YOUR INSTRUCTIONS
Reproduce every one of the rows below word for word, without any change.

RECORDS FOR THE EXERCISE
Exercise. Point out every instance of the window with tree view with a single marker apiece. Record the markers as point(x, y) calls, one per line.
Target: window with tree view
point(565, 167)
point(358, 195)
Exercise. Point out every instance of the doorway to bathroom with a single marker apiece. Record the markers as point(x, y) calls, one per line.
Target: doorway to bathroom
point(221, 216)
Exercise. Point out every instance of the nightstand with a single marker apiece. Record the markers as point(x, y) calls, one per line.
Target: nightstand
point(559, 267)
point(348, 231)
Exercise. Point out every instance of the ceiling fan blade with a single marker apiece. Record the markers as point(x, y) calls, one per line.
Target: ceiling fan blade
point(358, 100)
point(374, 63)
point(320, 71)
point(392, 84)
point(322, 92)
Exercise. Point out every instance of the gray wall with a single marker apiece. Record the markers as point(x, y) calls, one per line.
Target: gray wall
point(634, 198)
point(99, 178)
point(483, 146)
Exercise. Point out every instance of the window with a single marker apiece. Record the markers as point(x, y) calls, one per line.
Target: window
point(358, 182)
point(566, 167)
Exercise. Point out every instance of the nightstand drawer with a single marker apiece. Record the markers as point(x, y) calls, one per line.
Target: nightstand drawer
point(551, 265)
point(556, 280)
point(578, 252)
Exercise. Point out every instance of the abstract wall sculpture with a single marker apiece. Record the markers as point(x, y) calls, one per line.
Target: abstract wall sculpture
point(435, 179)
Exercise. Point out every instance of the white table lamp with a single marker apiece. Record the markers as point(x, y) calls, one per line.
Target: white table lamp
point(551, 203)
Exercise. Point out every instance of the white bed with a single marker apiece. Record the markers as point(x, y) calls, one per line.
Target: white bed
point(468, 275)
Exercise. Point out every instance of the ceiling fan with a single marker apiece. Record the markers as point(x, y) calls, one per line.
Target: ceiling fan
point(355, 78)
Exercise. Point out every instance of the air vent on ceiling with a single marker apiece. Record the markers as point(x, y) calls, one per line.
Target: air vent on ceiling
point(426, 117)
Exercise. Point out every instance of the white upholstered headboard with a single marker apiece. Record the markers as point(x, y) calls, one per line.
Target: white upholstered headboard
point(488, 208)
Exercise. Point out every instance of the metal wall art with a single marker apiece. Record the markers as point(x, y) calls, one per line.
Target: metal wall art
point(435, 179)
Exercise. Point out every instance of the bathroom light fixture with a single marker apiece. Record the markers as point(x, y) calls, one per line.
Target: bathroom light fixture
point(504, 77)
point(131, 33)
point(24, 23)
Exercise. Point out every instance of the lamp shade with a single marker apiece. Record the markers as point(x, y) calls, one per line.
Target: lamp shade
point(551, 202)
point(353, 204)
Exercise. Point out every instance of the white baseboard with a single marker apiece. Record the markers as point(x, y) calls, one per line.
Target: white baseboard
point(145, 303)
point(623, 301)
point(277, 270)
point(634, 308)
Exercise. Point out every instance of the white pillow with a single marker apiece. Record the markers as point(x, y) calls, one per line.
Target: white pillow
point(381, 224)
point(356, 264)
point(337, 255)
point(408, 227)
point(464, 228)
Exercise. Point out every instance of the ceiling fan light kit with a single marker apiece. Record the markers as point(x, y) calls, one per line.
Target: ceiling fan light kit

FINISHED EXERCISE
Exercise. Point out every instance of the window with tree view with a single marker apiece. Record the markers as point(x, y) calls, one per line.
Target: window with tree view
point(565, 167)
point(358, 195)
Exercise. Point out every instance of the doorway to bathroom with a single marker apiece. Record the markers as point(x, y) calls, one per line.
Target: doorway to bathroom
point(221, 216)
Exercise. Point out every instance of the nightstand with a single marker apiece. Record the markers as point(x, y) calls, one per line.
Target: nightstand
point(559, 267)
point(348, 231)
Exercise. Point out every instance of the ceiling fan blade with a single marker apiece. Record the markers as point(x, y) calls, one per line.
Target: ceiling fan blade
point(358, 100)
point(374, 63)
point(320, 71)
point(392, 84)
point(322, 92)
Exercise. Point out every instance of the gray wall with a single marker apiece. Record the markers as point(x, y) calls, one per line.
Target: gray wall
point(634, 198)
point(99, 178)
point(483, 146)
Exercise. Point out every instance of the window with a single marker apiece. Record the markers as point(x, y) calls, one per line.
Target: window
point(358, 182)
point(566, 167)
Exercise. Point out every instance of the nightstand drawer with a single marker apiece. Record the markers as point(x, y) calls, one per line.
Target: nightstand drawer
point(551, 265)
point(556, 280)
point(578, 252)
Exercise. Point out every instance of the abstract wall sculpture with a single marker apiece. Record the markers as point(x, y) calls, one per line.
Target: abstract wall sculpture
point(435, 179)
Exercise. Point out every instance of the white table lamp with a single marker apiece. Record the markers as point(x, y) calls, one per line.
Target: white table lamp
point(551, 203)
Exercise. Point out every instance of the white bed with a single marker apiece. Record the markers as point(x, y) calls, one per line.
Target: white bed
point(468, 275)
Exercise. Point out every instance of the ceiling fan with a single marker apiece. Record the markers as point(x, y) calls, one per line.
Target: ceiling fan
point(355, 78)
Exercise. Point out every instance of the air vent on ceiling with a single marker apiece. Record the markers as point(x, y) calls, one per line.
Target: air vent on ceiling
point(426, 117)
Exercise. Point out every instance of the white upholstered headboard with a single marker apiece. Record the markers as point(x, y) calls, one per line.
Target: white upholstered headboard
point(488, 208)
Exercise. Point out every instance of the metal wall art with a single marker apiece. Record the markers as point(x, y) calls, one per line.
Target: metal wall art
point(435, 179)
Exercise. Point out every instance of the bathroom light fixture with a single marker apiece. Record the markers as point(x, y) calls, one per line.
Target: bathroom light fixture
point(504, 77)
point(131, 33)
point(24, 23)
Exercise. Point out every instance of the lamp shade with a single marker apiece. Record the markers as point(x, y) calls, one per line.
Target: lamp shade
point(551, 202)
point(353, 204)
Exercise. Point out every instance of the white baseboard with a single marker apiece. Record the markers as point(x, y) calls, one per line.
Target: white baseboard
point(145, 303)
point(623, 301)
point(277, 270)
point(634, 308)
Exercise. Point out every instance of the white pillow with a single marker apiece. Record the markers as point(x, y) calls, one per line.
Target: white pillow
point(381, 224)
point(356, 264)
point(337, 255)
point(408, 227)
point(464, 228)
Exercise. Point out every instance of the ceiling fan light kit with a single marker apiece. Record the markers as point(x, y) calls, one per line.
Target: ceiling fan light kit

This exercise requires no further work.